+++ Task inputs

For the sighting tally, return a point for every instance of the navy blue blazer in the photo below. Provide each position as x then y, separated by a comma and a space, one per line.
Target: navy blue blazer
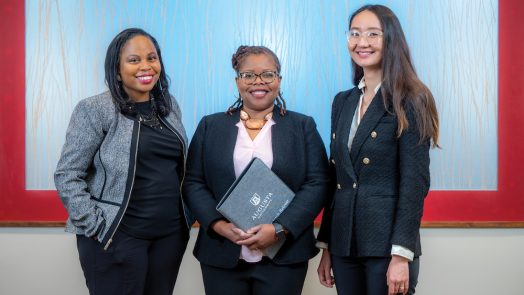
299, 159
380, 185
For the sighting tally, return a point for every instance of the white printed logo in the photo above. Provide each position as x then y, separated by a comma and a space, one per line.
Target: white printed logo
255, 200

++++++
+++ Task inputs

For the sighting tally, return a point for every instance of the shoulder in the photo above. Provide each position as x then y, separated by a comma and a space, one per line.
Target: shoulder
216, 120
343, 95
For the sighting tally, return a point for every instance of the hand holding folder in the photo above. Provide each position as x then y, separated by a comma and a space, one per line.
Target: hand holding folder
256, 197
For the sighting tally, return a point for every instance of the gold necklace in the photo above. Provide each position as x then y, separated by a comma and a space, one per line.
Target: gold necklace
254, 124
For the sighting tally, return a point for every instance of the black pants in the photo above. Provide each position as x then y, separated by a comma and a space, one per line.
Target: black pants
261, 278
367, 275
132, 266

++++++
+++ Task inputs

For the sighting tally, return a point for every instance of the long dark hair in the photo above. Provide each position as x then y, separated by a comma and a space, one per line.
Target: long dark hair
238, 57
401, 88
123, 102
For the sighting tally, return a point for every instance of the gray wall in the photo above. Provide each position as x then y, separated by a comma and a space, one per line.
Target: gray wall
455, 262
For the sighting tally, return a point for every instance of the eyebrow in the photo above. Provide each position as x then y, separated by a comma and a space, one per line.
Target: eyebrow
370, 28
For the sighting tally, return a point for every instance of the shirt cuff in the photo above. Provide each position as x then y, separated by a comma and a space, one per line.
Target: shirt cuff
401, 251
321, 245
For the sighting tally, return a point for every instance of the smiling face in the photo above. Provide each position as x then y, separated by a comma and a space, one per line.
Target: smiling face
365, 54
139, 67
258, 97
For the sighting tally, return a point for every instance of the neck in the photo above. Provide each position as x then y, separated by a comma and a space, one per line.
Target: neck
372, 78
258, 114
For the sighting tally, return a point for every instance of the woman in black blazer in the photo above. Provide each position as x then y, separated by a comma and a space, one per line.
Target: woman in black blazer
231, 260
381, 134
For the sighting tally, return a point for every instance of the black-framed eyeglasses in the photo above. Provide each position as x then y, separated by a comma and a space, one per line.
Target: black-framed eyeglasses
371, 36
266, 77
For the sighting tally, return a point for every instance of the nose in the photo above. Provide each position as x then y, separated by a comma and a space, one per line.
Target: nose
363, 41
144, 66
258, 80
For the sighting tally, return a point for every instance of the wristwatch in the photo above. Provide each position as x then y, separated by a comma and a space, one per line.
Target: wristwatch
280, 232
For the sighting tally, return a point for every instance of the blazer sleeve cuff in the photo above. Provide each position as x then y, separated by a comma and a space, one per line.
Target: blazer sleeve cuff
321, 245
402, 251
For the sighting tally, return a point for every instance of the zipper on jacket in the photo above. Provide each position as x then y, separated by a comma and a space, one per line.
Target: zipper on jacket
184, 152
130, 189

++++++

▸ **What is being asked**
Count the lines in the data above that contain the word "jacket", treating uppercase and lowercase as different. Give only the number.

▸ **Solved exercise**
2